CEO Confidence in Revenue Forecasts Hits Five-Year Low
In a recent survey conducted by PwC, the confidence of CEOs regarding revenue growth prospects for the upcoming year has plummeted to its lowest level in five years, highlighting the challenges faced by business leaders in an unpredictable economic climate. Only
30% of the surveyed CEOs expressed optimism about revenue growth in 2026, compared to
38% in 2025 and a markedly higher
56% in 2022. These findings indicate that many companies have yet to effectively translate their investments in
Artificial Intelligence (AI) into substantial financial returns.
The survey, which included responses from over
4,454 CEOs across
95 countries, underscores the increasing complexities and risks that business leaders must navigate, including rapid technological advancements, geopolitical instability, and cyber threats. As CEOs grapple with these challenges, the role of AI is becoming increasingly pivotal in determining business success amid rising competition.

GIVEN MATERIAL ->
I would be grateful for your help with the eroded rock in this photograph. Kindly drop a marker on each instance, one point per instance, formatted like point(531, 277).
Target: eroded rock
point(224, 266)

GIVEN PROBLEM A ->
In the article on CEO confidence, condense the paragraph beginning "The survey, which included responses" into a short list that keeps its main facts.
GIVEN PROBLEM B ->
Set down word for word the passage of the article on CEO confidence starting with "CEO Confidence in" and going on through "substantial financial returns.".

CORRECT RESULT A ->
- The survey drew responses from over 4,454 CEOs across 95 countries.
- It underscores the growing complexities and risks business leaders face: rapid technological advancements, geopolitical instability, and cyber threats.
- AI is becoming increasingly pivotal in determining business success amid rising competition.

CORRECT RESULT B ->
CEO Confidence in Revenue Forecasts Hits Five-Year Low
In a recent survey conducted by PwC, the confidence of CEOs regarding revenue growth prospects for the upcoming year has plummeted to its lowest level in five years, highlighting the challenges faced by business leaders in an unpredictable economic climate. Only
30% of the surveyed CEOs expressed optimism about revenue growth in 2026, compared to
38% in 2025 and a markedly higher
56% in 2022. These findings indicate that many companies have yet to effectively translate their investments in
Artificial Intelligence (AI) into substantial financial returns.